### Try it
In the passage below on Indian wedding spending, what share of millennials take wedding loans from third-party platforms such as banks?

Echoing the same Fashion designer Karan Torani says, “These days bride and groom and their families ask for the value of money. They have realised that life is very uncertain and they wish to celebrate the D-Day as a grand event but at the same time, the second thought is that they don’t want to buy something that becomes trash tomorrow. So, the couples getting married look for value in each product that they buy. They want something that can eventually turn into an heirloom piece.”

According to statistics, 83% of millennials choose to take wedding loans from third-party platforms like banks to finance their wedding. The Indian wedding market was estimated at Rs 3.68 trillion in 2016 and this year till December 14 an estimate of 32 lakh weddings with a trade of Rs 3.75 lakh crores took place. Numbers might be confusing but the tides are shifting. Now, people especially millennials are opting for a mid-scale wedding.

During the pandemic zoom weddings really changed the scenario and while the traditional flavour of Indian weddings stay intact, people are gradually understanding what’s important for themselves rather than running here and there to satisfy others. All this has brought a shift in the way people looked at weddings but it doesn’t mean that the businesses are getting affected.

Priyal Biyani from Utsav cards ( a wedding cards company from Hyderabad) says, “Now since after the pandemic, the guest list has come down so they have become a little liberal with the cost of the card and the design, theme, and much better quality of printing is required by both bride and groom. Customised cards are much in demand.”

Most Couples nowadays have enough knowledge of what they need and what they expect from people around them like designers or photographers. Ashok Bhupathiraju, 24MM Best Photography, Hyderabad, explain, “They compare all professional’s work and share pictures they like and suggest us to cater something new which is genuinely a challenging task and also motivates us to think beyond our creative minds.

There are no limits to creative thinking, We Studios come up with different concepts and storyboards prior to shooting in making couples understand our thought process and we too make sure couples are equally aware of what we are going to shoot.These days social media has really changed the game. The level is so high and couples are willing to spend money on shoots as obviously, this is the biggest day of their life and what’s going to stay are videos and pictures to look back at.”

### Extracted information
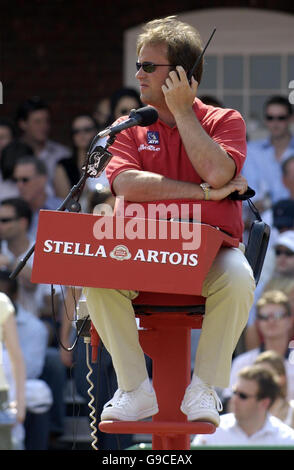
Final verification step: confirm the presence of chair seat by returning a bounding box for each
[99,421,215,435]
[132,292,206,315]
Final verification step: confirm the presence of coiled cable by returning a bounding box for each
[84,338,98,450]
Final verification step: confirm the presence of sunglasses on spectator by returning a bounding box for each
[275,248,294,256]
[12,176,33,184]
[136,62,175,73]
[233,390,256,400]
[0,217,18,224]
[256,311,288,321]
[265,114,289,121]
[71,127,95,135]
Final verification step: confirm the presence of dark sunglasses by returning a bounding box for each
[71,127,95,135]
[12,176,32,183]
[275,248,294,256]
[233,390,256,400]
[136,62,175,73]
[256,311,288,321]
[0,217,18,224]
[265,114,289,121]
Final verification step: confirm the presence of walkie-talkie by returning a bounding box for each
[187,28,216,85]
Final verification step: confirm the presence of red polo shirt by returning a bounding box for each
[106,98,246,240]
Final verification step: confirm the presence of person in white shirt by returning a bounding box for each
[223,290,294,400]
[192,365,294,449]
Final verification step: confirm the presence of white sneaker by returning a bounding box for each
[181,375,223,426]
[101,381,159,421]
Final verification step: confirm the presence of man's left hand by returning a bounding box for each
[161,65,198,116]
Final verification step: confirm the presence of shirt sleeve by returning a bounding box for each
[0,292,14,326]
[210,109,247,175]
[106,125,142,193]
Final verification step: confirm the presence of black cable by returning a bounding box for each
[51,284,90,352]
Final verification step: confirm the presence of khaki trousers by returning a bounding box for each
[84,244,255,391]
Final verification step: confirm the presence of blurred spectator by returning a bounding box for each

### Solution
83%